* [Exercise requirements]:
From the records below, copy out exactly the lines from the one containing "Target: player's shoulder" to the one containing "point_to MUST indicate the red training", both included. Add nothing else.
───── Listed records ─────
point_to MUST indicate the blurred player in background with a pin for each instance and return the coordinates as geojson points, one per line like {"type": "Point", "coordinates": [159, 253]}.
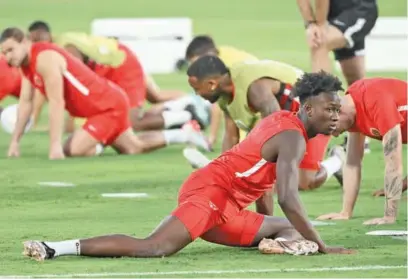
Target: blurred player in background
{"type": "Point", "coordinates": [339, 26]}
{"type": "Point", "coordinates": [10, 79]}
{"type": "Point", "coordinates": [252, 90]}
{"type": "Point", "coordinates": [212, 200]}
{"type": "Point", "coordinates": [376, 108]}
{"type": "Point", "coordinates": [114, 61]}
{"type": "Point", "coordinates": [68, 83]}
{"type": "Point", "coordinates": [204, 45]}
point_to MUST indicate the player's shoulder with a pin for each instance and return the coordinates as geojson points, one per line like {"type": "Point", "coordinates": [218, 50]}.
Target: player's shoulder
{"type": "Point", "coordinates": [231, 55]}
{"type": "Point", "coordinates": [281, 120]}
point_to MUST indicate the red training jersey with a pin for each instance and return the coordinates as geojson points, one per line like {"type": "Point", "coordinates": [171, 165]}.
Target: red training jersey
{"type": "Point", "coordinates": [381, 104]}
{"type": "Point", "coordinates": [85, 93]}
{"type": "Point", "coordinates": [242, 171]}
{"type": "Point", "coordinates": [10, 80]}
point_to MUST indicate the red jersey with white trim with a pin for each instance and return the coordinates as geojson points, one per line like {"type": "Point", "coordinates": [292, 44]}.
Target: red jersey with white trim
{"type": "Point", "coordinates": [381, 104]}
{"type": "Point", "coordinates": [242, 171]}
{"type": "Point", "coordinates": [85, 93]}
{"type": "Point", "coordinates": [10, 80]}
─────
* [Result]:
Target: player's shoulder
{"type": "Point", "coordinates": [231, 55]}
{"type": "Point", "coordinates": [281, 120]}
point_to MUST indicate the red training jersey with a pin for each instance and return the coordinates as geojson points, one per line like {"type": "Point", "coordinates": [171, 165]}.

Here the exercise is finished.